● Dataset rows

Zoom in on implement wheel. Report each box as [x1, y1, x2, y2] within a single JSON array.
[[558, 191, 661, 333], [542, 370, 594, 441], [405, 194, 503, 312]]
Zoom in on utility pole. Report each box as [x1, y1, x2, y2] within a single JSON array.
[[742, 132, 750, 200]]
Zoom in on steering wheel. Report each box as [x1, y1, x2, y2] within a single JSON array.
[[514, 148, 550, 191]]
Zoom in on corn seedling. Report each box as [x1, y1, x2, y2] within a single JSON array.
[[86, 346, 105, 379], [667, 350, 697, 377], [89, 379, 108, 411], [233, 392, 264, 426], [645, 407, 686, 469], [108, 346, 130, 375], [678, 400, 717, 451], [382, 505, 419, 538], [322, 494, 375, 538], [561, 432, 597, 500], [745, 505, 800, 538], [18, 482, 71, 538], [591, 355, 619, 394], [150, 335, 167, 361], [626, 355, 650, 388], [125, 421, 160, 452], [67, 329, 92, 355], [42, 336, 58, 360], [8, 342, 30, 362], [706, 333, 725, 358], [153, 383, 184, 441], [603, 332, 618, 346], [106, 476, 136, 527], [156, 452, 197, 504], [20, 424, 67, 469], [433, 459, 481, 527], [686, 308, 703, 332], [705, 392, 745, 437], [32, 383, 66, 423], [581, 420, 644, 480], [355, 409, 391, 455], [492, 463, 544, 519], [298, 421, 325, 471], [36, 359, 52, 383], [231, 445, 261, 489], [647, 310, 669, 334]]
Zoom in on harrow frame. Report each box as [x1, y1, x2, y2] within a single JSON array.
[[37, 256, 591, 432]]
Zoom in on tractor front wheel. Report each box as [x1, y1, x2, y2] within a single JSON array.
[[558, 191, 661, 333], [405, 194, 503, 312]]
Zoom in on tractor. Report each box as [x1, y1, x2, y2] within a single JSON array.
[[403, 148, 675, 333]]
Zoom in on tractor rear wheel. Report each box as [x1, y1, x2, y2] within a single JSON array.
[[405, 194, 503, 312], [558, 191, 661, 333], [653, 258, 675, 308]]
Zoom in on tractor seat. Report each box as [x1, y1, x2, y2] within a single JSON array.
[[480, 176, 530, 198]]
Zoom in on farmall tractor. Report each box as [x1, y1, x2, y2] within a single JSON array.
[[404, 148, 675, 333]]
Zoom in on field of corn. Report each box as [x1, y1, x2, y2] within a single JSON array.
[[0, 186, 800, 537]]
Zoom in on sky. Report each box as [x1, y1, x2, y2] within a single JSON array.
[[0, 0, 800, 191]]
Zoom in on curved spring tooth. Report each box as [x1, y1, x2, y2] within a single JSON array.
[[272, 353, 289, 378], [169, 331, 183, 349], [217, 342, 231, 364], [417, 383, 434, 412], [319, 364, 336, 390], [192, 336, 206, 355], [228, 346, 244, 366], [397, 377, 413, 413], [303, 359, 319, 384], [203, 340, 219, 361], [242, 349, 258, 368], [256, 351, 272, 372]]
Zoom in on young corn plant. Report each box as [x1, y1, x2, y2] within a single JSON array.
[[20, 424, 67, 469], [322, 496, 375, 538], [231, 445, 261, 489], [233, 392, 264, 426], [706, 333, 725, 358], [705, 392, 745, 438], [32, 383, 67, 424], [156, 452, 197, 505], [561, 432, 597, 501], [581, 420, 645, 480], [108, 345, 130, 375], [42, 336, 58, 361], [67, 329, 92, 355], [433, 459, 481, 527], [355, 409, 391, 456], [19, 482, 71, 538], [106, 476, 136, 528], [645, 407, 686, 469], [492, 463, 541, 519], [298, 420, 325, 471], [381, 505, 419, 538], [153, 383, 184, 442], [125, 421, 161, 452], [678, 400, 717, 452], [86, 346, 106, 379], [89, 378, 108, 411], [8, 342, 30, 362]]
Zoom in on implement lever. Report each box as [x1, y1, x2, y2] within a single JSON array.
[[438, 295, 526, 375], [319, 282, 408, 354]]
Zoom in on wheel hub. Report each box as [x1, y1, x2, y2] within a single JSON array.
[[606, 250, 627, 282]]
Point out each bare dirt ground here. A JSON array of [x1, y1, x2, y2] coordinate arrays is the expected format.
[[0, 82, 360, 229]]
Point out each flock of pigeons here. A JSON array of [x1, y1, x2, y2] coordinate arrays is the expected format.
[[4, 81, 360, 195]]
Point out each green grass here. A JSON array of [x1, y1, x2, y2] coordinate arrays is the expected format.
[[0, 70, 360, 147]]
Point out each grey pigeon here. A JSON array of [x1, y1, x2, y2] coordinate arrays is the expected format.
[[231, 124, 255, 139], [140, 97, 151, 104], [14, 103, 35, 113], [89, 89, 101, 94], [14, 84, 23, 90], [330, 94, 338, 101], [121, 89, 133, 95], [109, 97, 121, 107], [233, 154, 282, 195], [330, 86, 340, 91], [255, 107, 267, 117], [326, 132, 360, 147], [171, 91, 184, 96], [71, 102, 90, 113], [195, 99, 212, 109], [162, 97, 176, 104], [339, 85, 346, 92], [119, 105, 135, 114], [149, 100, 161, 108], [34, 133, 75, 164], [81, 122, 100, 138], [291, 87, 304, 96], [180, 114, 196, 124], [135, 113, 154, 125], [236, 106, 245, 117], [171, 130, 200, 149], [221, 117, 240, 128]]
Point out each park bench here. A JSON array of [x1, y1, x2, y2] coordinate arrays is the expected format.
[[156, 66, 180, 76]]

● The problem
Copy all of the data above, line by line, without altering a single character.

● Reply to the exercise
Zoom in on implement wheel. Report each box as [x1, y1, x2, y2] within a single JSON array.
[[558, 191, 661, 333], [542, 370, 594, 441], [405, 194, 503, 312]]
Zoom in on utility pole. Report each box as [x1, y1, x2, y2] within a single JSON array.
[[742, 132, 750, 200]]
Zoom in on steering wheel. Report each box as [x1, y1, x2, y2] within a single JSON array.
[[514, 148, 550, 191]]
Zoom in on corn seedling. Report each box as [x1, y1, x2, y2] within a single JSON array.
[[86, 346, 105, 379], [667, 350, 697, 377], [89, 379, 108, 411], [233, 392, 264, 426], [645, 407, 686, 469], [108, 346, 130, 375], [678, 400, 717, 451], [382, 505, 419, 538], [322, 494, 375, 538], [561, 432, 597, 500], [745, 505, 800, 538], [18, 482, 71, 538], [591, 355, 619, 394], [150, 335, 167, 361], [626, 355, 650, 388], [125, 421, 160, 452], [67, 329, 92, 355], [42, 336, 58, 360], [8, 342, 30, 362], [706, 333, 725, 358], [153, 383, 184, 441], [603, 332, 618, 346], [106, 476, 136, 527], [156, 452, 197, 504], [20, 424, 67, 469], [433, 459, 481, 527], [686, 308, 703, 332], [705, 392, 745, 437], [32, 383, 66, 423], [581, 420, 644, 480], [355, 409, 391, 455], [492, 463, 544, 519], [298, 421, 325, 471], [36, 359, 52, 383], [231, 445, 261, 489], [647, 310, 669, 334]]
Zoom in on harrow frame. Report each box as [x1, y1, x2, y2] within a single JSON array.
[[37, 256, 591, 432]]
Zoom in on tractor front wheel. Report each box as [x1, y1, x2, y2] within a single JSON array.
[[558, 191, 661, 333], [405, 194, 503, 312]]
Zoom in on tractor. Report each box as [x1, y1, x2, y2] within a single JSON array.
[[403, 148, 675, 333]]
Zoom in on tractor rear wheel. Report each box as [x1, y1, x2, y2] within a single JSON array.
[[405, 194, 503, 312], [558, 191, 661, 333], [653, 258, 675, 308]]
Zoom in on tractor seat. Report each box as [x1, y1, x2, y2] within a single JSON array.
[[480, 176, 530, 198]]
Zoom in on farmall tractor. Report each box as [x1, y1, x2, y2] within a single JSON array.
[[404, 148, 675, 333]]
Zoom in on field of corn. Report each box as [x1, y1, x2, y2] within a single JSON array.
[[0, 186, 800, 537]]
Zoom in on sky. Report each box as [x1, y1, x2, y2] within a single JSON array.
[[0, 0, 800, 191]]
Zoom in on curved spring tooth. Report each box as [x1, y1, x2, y2] within a single JSON array.
[[272, 353, 289, 378], [169, 331, 183, 349], [217, 342, 231, 364], [417, 383, 434, 412], [319, 364, 336, 390], [192, 336, 206, 355], [228, 346, 244, 366], [397, 377, 413, 413], [303, 359, 319, 384], [203, 340, 219, 361], [242, 349, 258, 368], [256, 351, 272, 372]]
Zoom in on young corn plant. Report each box as [x1, y1, x2, y2] within a single JSON array.
[[20, 424, 67, 469], [322, 496, 375, 538], [231, 445, 261, 489], [233, 392, 264, 426], [706, 333, 725, 358], [705, 392, 745, 438], [32, 383, 67, 424], [156, 452, 197, 505], [561, 432, 597, 501], [581, 420, 645, 480], [108, 345, 130, 375], [42, 336, 58, 361], [67, 329, 92, 355], [433, 459, 481, 527], [355, 409, 391, 456], [19, 482, 71, 538], [106, 476, 136, 528], [645, 407, 686, 469], [492, 463, 541, 519], [298, 420, 325, 471], [381, 505, 419, 538], [153, 383, 184, 442], [125, 421, 161, 452], [678, 400, 717, 452], [86, 346, 106, 379], [89, 378, 108, 411], [8, 342, 30, 362]]
Zoom in on implement lever. Report each box as [x1, y1, x2, y2] within a single JSON array.
[[438, 295, 526, 375], [319, 282, 408, 354]]
Zoom in on wheel hub. Report each box as [x1, y1, x2, y2] within a single JSON array.
[[606, 250, 627, 282]]
Point out each bare dirt ground here. A JSON array of [x1, y1, x2, y2] coordinate arrays is the expected format.
[[0, 82, 360, 229]]
Point out each flock of pigeons here. A JSON array of [x1, y1, x2, y2] coordinate arrays is the expected format.
[[4, 81, 360, 195]]
Point out each green grass here. A JSON array of [x1, y1, x2, y2] coordinate arrays is the expected format.
[[0, 70, 360, 147]]
Point out each grey pigeon here. A JSON array of [x1, y1, x2, y2] coordinate arrays is the expected format.
[[231, 124, 255, 139], [140, 97, 151, 104], [14, 103, 35, 113], [89, 89, 101, 94], [14, 84, 23, 90], [330, 94, 338, 101], [121, 89, 133, 95], [109, 97, 121, 107], [233, 154, 282, 195], [330, 86, 340, 91], [255, 107, 267, 117], [326, 132, 360, 147], [171, 91, 184, 96], [71, 102, 90, 113], [195, 99, 212, 109], [162, 97, 176, 104], [339, 85, 346, 92], [119, 105, 135, 114], [149, 100, 161, 108], [34, 133, 75, 164], [81, 122, 100, 138], [291, 87, 304, 96], [180, 114, 196, 124], [135, 113, 154, 125], [236, 106, 245, 117], [171, 130, 200, 149], [221, 117, 240, 128]]
Point out each park bench here. A JSON array of [x1, y1, x2, y2] coordinate arrays is the expected format.
[[156, 66, 180, 76]]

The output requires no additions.